If having a PhD in computer science (programming languages), being reasonably smart, and using the language for 20 years (up to and including most C++14 stuff) doesn't make you an expert in that language, then your language is far too difficult.
In fact, C++ is far too difficult and there are very few genuine experts in it. For example, who can explain why using push_back on a vector<map<T,unique_ptr>> is not conformant to the Standard, without looking it up? (I'll save you some time: https://bugs.chromium.org/p/chromium/issues/detail?id=683729...)
There's also a definitional bait-and-switch going on here. C++ proponents use "C++" to mean "the language that lots of projects have been using for 20 years and lots of programmers know" when espousing its popularity. But when necessary, the meaning changes to some "'modern', 'safe' subset of C++" ... that few programmers know well and few projects stick to rigorously. The exact definition of that subset changes depending on the situation, too.
Hi. In the linked "confessions" blog you've taken the path of making some claims about a topic and supported them through who you are, instead of facts.
People who disagree with your claims will question if who you are is relevant.
C++ is difficult, and there are few experts. My thesis is that one doesn't need to be an expert to write safe C++ code, but they do need access to quality libraries focused on safety, and good practices focused on safety.
Banning some unsafe C functions, saying "use smart pointers" or making a list of UB is useful, but not enough.
C++ can be written much more safely than it normally is, but it seems that's not happening. I'm not sure why, it could be that the performance loss of additional runtime verification is not acceptable, that the adequate learning resources are not available or that it's not an important topic for the C++ community.
P.S: I'll gladly have the kind of error you linked to. It's at compile time, I will try to figure it out and worst case rewrite my code. UB is the problem.
The first link has no relevance to the discussion, and the second I had indeed read before posting. Need I point out that C++ IS NOT C. Being a good C++ programmer does not make you a good C programmer, and vis versa. I would argue, in fact, that many of the capabilities that a knowledgable, current C++ coder depends on would make them more liable to encounter issues coding in C, std::auto_ptr being chief among them.

Task requirements:
a - Decide whether each statement below agrees with the C++ thread, answering yes or no and quoting the words of the thread that settle it. (i) The thread claims that C++ has very few genuine experts. (ii) The thread argues that writing safe C++ code requires being an expert. (iii) The thread holds that a good C++ programmer is also a good C programmer.
b - Quote the C++ thread word for word, starting with "C++ can be written" and going on through "the C++ community.".

Dataset entries

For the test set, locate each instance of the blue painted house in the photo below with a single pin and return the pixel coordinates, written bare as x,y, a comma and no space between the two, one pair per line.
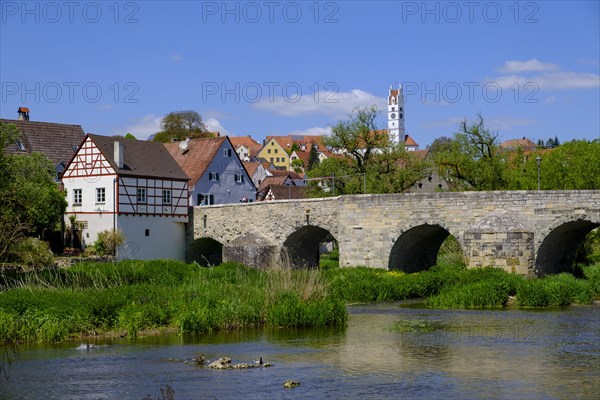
217,176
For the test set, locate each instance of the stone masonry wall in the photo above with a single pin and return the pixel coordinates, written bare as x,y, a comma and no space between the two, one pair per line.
368,226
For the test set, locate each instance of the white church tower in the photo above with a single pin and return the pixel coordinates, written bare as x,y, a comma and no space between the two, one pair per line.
396,114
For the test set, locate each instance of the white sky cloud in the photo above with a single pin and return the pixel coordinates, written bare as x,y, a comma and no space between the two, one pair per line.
533,75
510,67
333,104
507,123
147,125
443,123
552,80
213,125
493,123
317,130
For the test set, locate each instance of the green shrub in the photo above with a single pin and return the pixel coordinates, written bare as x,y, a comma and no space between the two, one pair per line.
481,294
592,274
554,291
33,252
108,241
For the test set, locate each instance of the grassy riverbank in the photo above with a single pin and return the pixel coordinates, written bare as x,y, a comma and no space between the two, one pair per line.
132,297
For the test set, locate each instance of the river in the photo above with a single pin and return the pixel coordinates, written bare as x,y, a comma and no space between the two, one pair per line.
387,351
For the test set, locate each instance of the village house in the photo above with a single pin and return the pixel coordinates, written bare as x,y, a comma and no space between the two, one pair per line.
58,142
274,153
281,187
516,144
257,171
216,174
132,186
245,147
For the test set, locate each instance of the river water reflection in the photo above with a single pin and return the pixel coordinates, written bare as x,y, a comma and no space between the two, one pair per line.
386,352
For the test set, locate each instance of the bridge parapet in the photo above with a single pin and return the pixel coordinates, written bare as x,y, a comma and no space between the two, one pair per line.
406,230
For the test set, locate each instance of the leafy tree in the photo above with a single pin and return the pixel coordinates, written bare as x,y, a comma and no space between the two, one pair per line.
313,157
298,165
335,171
293,148
359,136
394,171
552,143
472,159
371,161
32,203
179,125
571,166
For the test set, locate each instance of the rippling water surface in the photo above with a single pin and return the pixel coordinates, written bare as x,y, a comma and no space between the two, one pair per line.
386,351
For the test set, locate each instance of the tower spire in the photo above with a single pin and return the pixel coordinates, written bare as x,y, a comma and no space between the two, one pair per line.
396,113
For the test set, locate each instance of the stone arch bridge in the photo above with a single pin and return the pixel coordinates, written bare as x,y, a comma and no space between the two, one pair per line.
527,232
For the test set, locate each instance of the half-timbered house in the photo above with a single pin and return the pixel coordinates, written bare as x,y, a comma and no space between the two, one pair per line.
134,186
217,176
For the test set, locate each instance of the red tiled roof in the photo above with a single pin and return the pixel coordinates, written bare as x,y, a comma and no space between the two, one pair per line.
408,141
195,159
421,154
514,144
58,142
141,158
283,192
272,180
291,174
251,166
252,145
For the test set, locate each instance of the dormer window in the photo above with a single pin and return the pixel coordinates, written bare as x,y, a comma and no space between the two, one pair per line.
20,145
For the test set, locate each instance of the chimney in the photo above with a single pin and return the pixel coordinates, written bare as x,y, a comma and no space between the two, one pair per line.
119,154
23,113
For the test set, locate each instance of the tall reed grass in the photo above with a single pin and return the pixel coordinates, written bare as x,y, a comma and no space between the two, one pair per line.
132,297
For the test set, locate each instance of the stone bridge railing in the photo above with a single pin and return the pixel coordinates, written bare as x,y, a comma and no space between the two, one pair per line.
528,232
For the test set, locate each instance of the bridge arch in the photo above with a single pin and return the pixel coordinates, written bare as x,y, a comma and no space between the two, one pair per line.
558,245
206,251
416,249
301,247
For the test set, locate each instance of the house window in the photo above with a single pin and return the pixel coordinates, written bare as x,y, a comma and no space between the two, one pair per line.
206,199
166,197
100,195
77,197
141,196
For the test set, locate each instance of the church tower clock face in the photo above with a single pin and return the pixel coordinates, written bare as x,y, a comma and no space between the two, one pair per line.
395,113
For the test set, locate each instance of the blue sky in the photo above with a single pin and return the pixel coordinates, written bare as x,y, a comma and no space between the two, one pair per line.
263,68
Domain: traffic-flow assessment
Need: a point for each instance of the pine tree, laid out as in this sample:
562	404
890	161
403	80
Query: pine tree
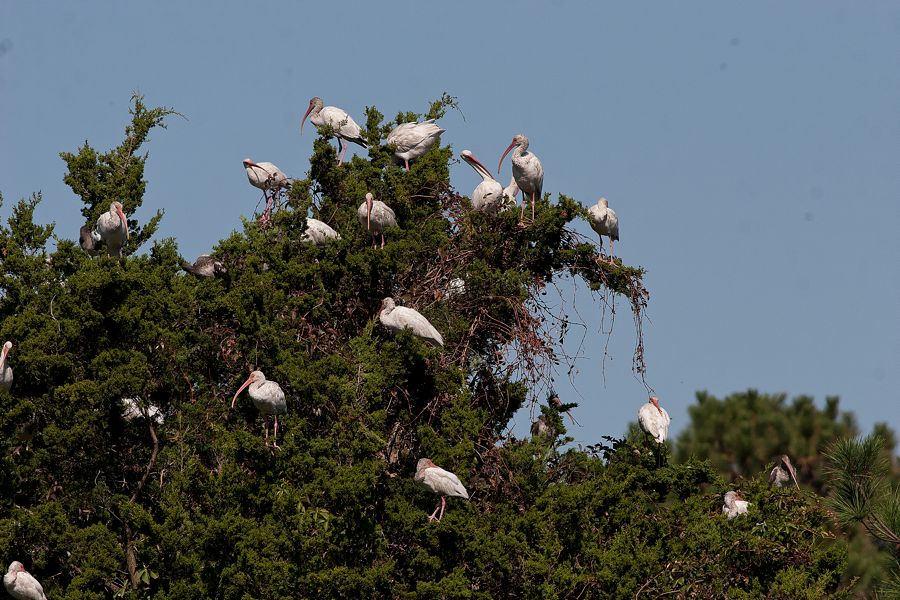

Answers for this exercise:
a -
(i) Yes: "In fact, C++ is far too difficult and there are very few genuine experts in it."
(ii) No: "My thesis is that one doesn't need to be an expert to write safe C++ code"
(iii) No: "Being a good C++ programmer does not make you a good C programmer, and vis versa."

b -
C++ can be written much more safely than it normally is, but it seems that's not happening. I'm not sure why, it could be that the performance loss of additional runtime verification is not acceptable, that the adequate learning resources are not available or that it's not an important topic for the C++ community.